TEXTO FORNECIDO:
***
Comentário

Seis notas sobre um «desígnio nacional»

João Ferreira

1. Ainda a recente entrevista de António José Seguro à Visão. Uma entrevista que devia ser lida e relida por tutti quanti, ingénua ou manhosamente, se afadigam em fastidiosos apelos à unidade das esquerdas, PS incluído. Diz Seguro que qualquer futuro acordo de governação «tem de ser feito em função de políticas muito concretas, não em função de esquerda ou direita». E acrescenta: «Nenhum partido está excluído de dar o seu contributo para resolver os problemas do País. Mas há divergências! Como é que eu posso fazer um acordo com um partido que defenda a saída de Portugal da Zona Euro?». Logo clarificando: «um partido que defenda isto está excluído».

2. Quem não se lembra do euro erigido em «grande desígnio nacional» por Guterres primeiro-ministro? Quem não se lembra da justificação para os sacrifícios então impostos aos trabalhadores e ao povo português pelo governo PS, em nome da entrada no euro «no pelotão da frente»? Então como hoje, era a necessidade de cumprir metas arbitrárias do défice e da dívida – em nome da dita convergência nominal, condição de adesão à moeda única – o que justificava as privatizações, os cortes nas funções sociais do Estado, a «moderação salarial». Mas então como hoje, os sacrifícios seriam redentores: à convergência nominal suceder-se-ia a convergência real. Quem não se lembra ainda das promessas de virmos a ter, com o euro, um poder de compra igual ao dos alemães?

3. Uma década transcorrida, o crescimento acumulado da nossa economia foi zero. O endividamento externo (público e privado) disparou, o desemprego e a precariedade idem, os salários encolheram, apesar dos lucros terem crescido. Portugal, alienada a sua soberania monetária (e, indirectamente, a soberania orçamental e fiscal), viu acentuar-se a sua condição de Estado dependente, subordinado e periférico. A divergência aumentou no seio da zona euro. Ao irromper a fase mais violenta da crise capitalista, a «solidariedade europeia» traduziu-se na imposição da austeridade e em empréstimos a taxas de juro bem superiores aos custos de refinanciamento nos «mercados» dos países que emprestam. Um bom negócio para alguns, à custa da sangria de recursos e da exploração dos trabalhadores e do povo português, para sustentar uma dívida imparável que se auto-alimenta.
***
OBJETIVO DO EXERCÍCIO:
Por favor, dê seguimento ao comentário sobre o euro como «desígnio nacional», a partir do ponto em que o texto termina. As linhas apresentadas abaixo não têm qualquer papel nisto.

MATERIAL DE BASE:
***
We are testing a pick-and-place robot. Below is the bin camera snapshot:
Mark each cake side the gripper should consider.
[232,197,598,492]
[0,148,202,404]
***
RESPOSTA ESCRITA:
4. O confronto das miríficas promessas dos anos 90 com a dura realidade da última década fez com que a mais desbragada euforia desse lugar a uma bem medida cautela, mesmo por parte de alguns dos mais arreigados defensores do euro. Faltando-lhes lata para repetir as promessas e os louvores de outrora às virtudes do Euro, afinam o discurso: a manutenção no euro é a razão última de todos os sacrifícios, de todos os roubos, de toda a destruição económica, de toda a devastação social. E porquê? Porque sem euro, garantem, tudo seria ainda pior. Há, por isso, que manter o euro – e que nos manter no euro – «custe o que custar». Independentemente de quanto custe, o destinatário da factura é certo.

5. Já assim era aquando da adesão e assim continua a ser: a questão fundamental, mais do que a denominação do instrumento-moeda é: que políticas, que objectivos, que interesses serve este instrumento? Então como hoje, a resposta fica clara quando olhamos à lista dos «amigos do euro». Curiosamente, foi por este nome que ficou conhecida uma agremiação fundada em 1987, a «Associação para a União Monetária Europeia». Entre os seus distintos membros-fundadores, contam-se a Airbus, a Alcatel, a Bosch, a Mercedes, a Volkswagen, a Fiat, a Siemens, a Total, a Philips e outros que tais. Mas também, ou não fosse este um grande desígnio nacional», a Sonae (Belmiro de Azevedo foi mesmo membro da direcção da associação), o BES, o BPI, o BCP (ou bancos que vieram mais tarde a integrar estes grupos) e a Soporcel, para referir os exemplos mais salientes...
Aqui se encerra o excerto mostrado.